Given instruction
Search the data below for every line with the word "white" in it, and copy each such line in full.

The records
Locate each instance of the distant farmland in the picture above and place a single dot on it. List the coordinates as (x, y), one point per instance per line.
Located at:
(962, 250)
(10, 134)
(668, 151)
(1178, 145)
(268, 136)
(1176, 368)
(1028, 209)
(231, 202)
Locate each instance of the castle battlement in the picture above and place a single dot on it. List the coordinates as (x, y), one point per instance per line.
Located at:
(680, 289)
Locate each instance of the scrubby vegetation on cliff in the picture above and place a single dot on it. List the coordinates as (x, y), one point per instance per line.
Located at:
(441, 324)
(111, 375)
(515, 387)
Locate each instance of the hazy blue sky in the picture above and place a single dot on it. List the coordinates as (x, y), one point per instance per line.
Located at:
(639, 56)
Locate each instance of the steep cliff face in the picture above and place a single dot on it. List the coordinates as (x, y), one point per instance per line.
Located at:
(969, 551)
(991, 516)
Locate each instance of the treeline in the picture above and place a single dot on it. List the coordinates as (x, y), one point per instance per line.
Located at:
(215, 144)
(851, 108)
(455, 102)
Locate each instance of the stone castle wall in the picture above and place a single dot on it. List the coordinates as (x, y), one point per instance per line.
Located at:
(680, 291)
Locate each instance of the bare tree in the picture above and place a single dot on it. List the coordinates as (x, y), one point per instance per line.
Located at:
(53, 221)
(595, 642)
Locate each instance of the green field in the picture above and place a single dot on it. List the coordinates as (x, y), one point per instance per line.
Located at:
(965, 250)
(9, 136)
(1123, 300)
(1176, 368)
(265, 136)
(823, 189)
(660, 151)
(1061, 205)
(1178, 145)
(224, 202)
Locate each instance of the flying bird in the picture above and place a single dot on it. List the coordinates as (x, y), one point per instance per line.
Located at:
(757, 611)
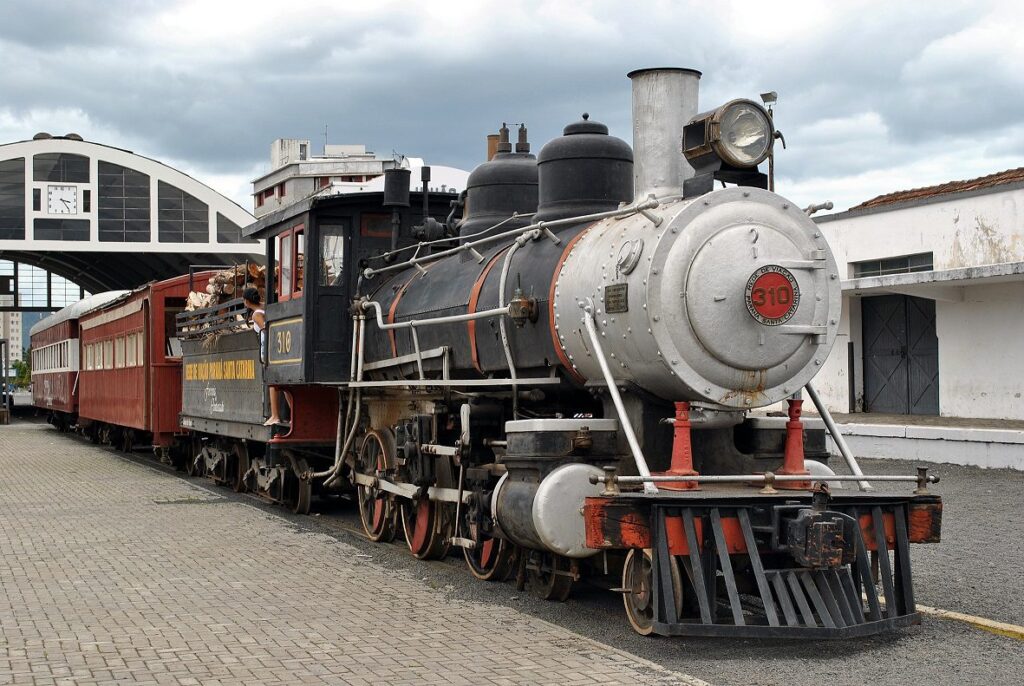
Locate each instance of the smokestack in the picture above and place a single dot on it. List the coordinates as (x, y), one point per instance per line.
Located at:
(664, 100)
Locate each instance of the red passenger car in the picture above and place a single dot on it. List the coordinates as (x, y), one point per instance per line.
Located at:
(55, 360)
(130, 388)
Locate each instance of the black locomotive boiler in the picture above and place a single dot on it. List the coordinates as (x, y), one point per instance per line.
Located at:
(559, 381)
(555, 373)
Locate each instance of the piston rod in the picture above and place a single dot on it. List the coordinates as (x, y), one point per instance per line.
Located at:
(838, 437)
(624, 420)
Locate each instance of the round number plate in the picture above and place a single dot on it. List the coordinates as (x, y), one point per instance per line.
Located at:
(772, 295)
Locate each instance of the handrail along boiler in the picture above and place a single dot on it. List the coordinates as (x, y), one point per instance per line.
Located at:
(554, 372)
(558, 382)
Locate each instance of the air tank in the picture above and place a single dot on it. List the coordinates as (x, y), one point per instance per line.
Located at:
(584, 171)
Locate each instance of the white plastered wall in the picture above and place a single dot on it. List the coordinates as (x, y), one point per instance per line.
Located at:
(981, 338)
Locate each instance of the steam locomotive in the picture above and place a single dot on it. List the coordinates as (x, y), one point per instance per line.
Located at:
(553, 372)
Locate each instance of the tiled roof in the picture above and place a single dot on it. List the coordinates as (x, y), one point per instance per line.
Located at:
(999, 178)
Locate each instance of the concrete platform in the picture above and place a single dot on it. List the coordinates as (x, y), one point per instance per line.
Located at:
(115, 571)
(977, 442)
(974, 442)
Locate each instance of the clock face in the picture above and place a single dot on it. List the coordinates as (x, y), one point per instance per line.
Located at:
(61, 200)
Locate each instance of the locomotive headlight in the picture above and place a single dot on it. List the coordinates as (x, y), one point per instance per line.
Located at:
(739, 132)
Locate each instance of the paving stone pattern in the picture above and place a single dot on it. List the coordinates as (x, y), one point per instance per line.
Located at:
(113, 571)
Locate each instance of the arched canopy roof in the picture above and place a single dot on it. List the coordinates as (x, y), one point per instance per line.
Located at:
(105, 218)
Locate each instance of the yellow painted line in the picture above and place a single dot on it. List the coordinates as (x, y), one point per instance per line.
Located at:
(1000, 628)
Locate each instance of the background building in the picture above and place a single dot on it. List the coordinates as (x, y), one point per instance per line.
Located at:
(933, 301)
(10, 328)
(296, 173)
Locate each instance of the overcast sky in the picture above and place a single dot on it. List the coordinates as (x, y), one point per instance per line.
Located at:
(873, 96)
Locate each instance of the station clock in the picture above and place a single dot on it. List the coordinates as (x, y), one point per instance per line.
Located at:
(61, 200)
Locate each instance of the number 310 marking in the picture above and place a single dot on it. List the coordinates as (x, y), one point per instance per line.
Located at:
(781, 295)
(284, 342)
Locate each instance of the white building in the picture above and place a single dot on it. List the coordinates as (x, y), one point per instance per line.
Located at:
(933, 302)
(10, 328)
(296, 173)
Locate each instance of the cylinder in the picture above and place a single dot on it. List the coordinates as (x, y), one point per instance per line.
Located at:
(664, 100)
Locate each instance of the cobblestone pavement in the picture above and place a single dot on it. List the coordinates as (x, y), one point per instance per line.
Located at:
(115, 571)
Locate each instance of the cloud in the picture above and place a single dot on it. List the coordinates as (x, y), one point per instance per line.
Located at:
(873, 96)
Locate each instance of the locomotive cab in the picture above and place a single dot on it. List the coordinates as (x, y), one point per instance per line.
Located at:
(316, 248)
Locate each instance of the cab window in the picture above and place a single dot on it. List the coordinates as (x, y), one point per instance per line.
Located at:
(332, 255)
(291, 249)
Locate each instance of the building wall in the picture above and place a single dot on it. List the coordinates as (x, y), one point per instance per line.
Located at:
(962, 232)
(980, 363)
(981, 352)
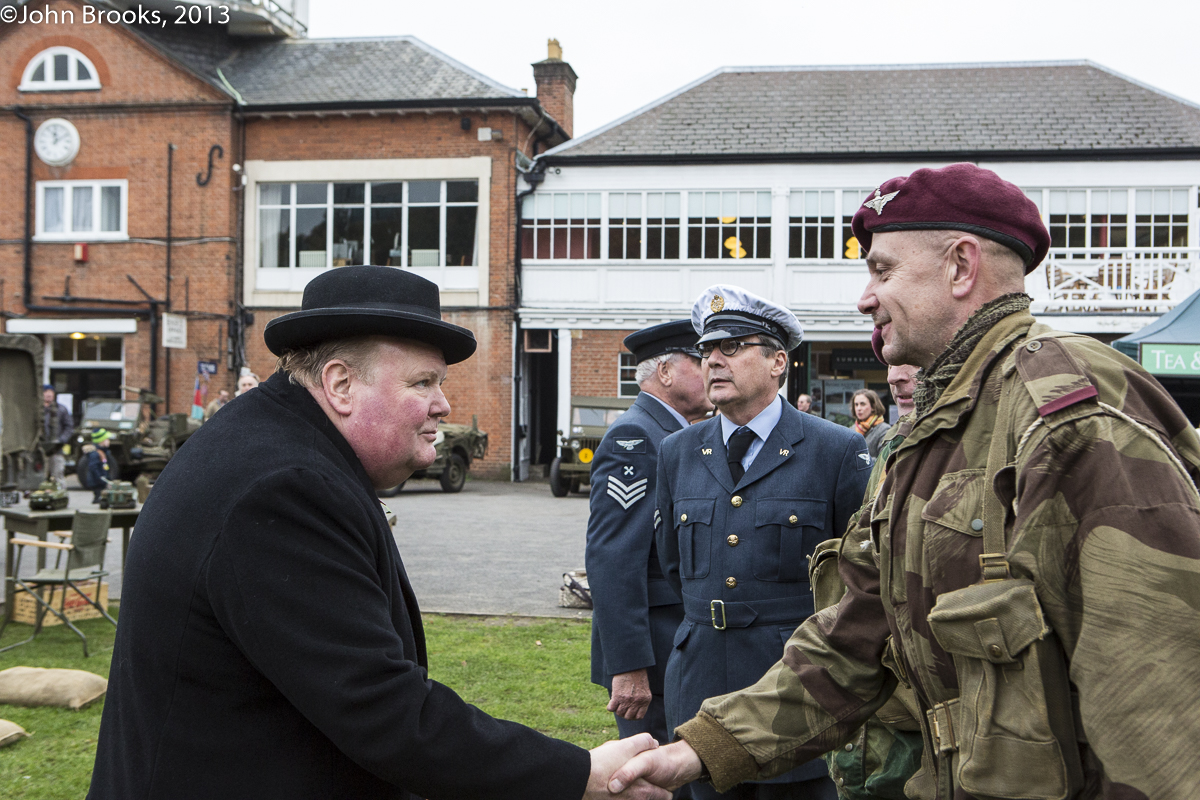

Response to this exercise
Locate each instance of the white plastered wall in the picture above and place a single dot on it. List the coordinates as (x, y), one point per instance per line.
Locate each instance of the white building in the picture above and place a single dot on it. List the coordinates as (x, y), one point per instance per line.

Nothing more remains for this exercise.